» TASK DIRECTIONS:
Lay out every line of the records below as a numbered list, skipping blank lines and leaving the pictures out.

» DATA FOR THIS TASK:
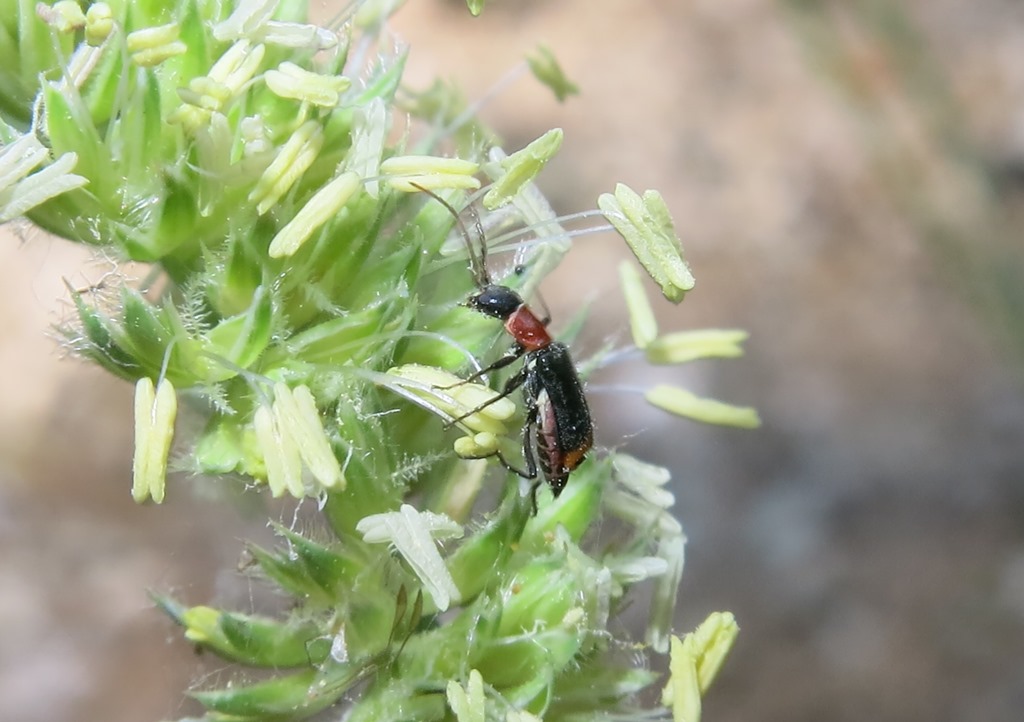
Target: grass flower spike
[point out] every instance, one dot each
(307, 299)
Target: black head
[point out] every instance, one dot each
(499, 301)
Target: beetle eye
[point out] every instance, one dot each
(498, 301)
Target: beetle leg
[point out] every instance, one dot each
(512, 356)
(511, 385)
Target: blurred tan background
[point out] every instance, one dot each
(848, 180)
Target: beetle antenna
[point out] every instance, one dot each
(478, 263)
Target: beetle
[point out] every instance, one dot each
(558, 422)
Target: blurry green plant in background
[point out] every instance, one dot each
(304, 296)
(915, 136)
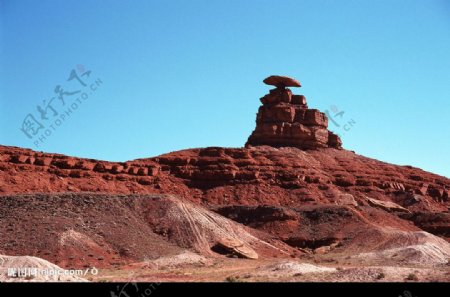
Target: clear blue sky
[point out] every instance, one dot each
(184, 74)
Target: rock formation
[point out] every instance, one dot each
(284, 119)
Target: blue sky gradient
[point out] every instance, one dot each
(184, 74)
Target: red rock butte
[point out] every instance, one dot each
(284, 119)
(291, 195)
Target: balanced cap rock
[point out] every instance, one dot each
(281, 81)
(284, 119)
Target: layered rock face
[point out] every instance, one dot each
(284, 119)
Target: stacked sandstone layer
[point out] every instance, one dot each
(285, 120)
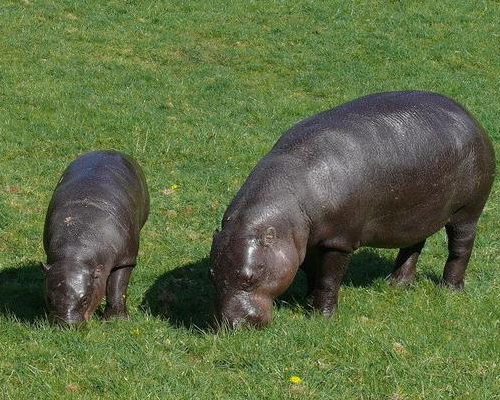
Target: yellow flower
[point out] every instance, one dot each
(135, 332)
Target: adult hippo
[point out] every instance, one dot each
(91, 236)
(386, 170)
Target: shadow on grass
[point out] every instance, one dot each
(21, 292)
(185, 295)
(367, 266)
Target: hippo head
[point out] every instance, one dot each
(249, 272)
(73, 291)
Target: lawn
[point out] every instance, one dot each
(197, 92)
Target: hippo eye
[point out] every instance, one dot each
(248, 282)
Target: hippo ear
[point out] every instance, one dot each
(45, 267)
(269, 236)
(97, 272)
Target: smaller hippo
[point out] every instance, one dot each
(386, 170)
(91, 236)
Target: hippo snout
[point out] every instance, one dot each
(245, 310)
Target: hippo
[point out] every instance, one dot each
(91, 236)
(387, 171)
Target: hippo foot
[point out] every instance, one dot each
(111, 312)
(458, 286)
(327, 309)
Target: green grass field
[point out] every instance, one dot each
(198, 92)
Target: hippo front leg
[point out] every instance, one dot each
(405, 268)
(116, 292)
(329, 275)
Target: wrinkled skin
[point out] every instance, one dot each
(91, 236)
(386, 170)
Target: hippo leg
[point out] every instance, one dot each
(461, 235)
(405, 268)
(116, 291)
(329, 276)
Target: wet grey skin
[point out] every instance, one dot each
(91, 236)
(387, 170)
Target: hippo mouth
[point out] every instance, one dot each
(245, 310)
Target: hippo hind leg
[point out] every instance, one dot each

» REPLY:
1. Target: grass flower spike
2. [point out] every instance, one dot each
3. (307, 299)
4. Target: black head
5. [point out] every instance, one dot each
6. (499, 301)
7. Target: beetle eye
8. [point out] every instance, one dot each
9. (498, 301)
10. Target: beetle leg
11. [point out] every instance, one dot each
12. (512, 356)
13. (511, 385)
14. Target: blurred tan background
15. [point out] every instance, one dot each
16. (848, 180)
17. Target: beetle antenna
18. [point out] every instance, one dot each
19. (478, 263)
20. Target: beetle
21. [point out] every instance, one dot each
22. (558, 422)
23. Target: blurry green plant in background
24. [point out] every instance, one dot each
25. (304, 296)
26. (915, 136)
27. Target: clear blue sky
28. [point out] every instance, one dot each
29. (184, 74)
30. Target: rock formation
31. [point out] every instance, one dot each
32. (284, 119)
33. Target: blue sky gradient
34. [point out] every instance, one dot each
35. (184, 74)
36. Target: red rock butte
37. [point out] every instance, one dot each
38. (284, 119)
39. (291, 195)
40. Target: balanced cap rock
41. [point out] every instance, one dot each
42. (281, 81)
43. (284, 119)
44. Target: layered rock face
45. [point out] every instance, one dot each
46. (284, 119)
47. Target: stacked sandstone layer
48. [point out] every instance, one dot each
49. (285, 120)
50. Target: yellow flower
51. [point out] every instance, one dot each
52. (135, 332)
53. Target: adult hippo
54. [point out] every instance, one dot each
55. (91, 236)
56. (386, 170)
57. Target: shadow on grass
58. [point out] every instance, one dot each
59. (21, 292)
60. (185, 295)
61. (367, 266)
62. Target: hippo head
63. [point out] every instance, one dot each
64. (249, 272)
65. (73, 291)
66. Target: lawn
67. [point out] every instance, one dot each
68. (197, 92)
69. Target: hippo eye
70. [point out] every instance, one dot each
71. (248, 282)
72. Target: hippo ear
73. [point out] every instance, one dot each
74. (45, 267)
75. (269, 236)
76. (97, 272)
77. Target: smaller hippo
78. [point out] every instance, one dot each
79. (386, 170)
80. (91, 236)
81. Target: hippo snout
82. [point out] every instance, one dot each
83. (245, 310)
84. Target: hippo
85. [point out] every instance, one dot each
86. (91, 236)
87. (387, 171)
88. Target: hippo foot
89. [point out] every instance, one dot each
90. (111, 312)
91. (458, 286)
92. (327, 309)
93. Target: green grass field
94. [point out] every instance, one dot each
95. (198, 92)
96. Target: hippo front leg
97. [point out] every instance, one dot each
98. (405, 268)
99. (116, 292)
100. (329, 275)
101. Target: wrinkled skin
102. [point out] every instance, one dot each
103. (91, 236)
104. (386, 170)
105. Target: hippo leg
106. [point out] every instance, one dot each
107. (461, 235)
108. (405, 268)
109. (116, 291)
110. (329, 276)
111. Target: wet grey skin
112. [point out] every instance, one dot each
113. (91, 236)
114. (387, 170)
115. Target: hippo mouth
116. [point out] every instance, one dot each
117. (245, 310)
118. Target: hippo hind leg
119. [point out] every instance, one dot each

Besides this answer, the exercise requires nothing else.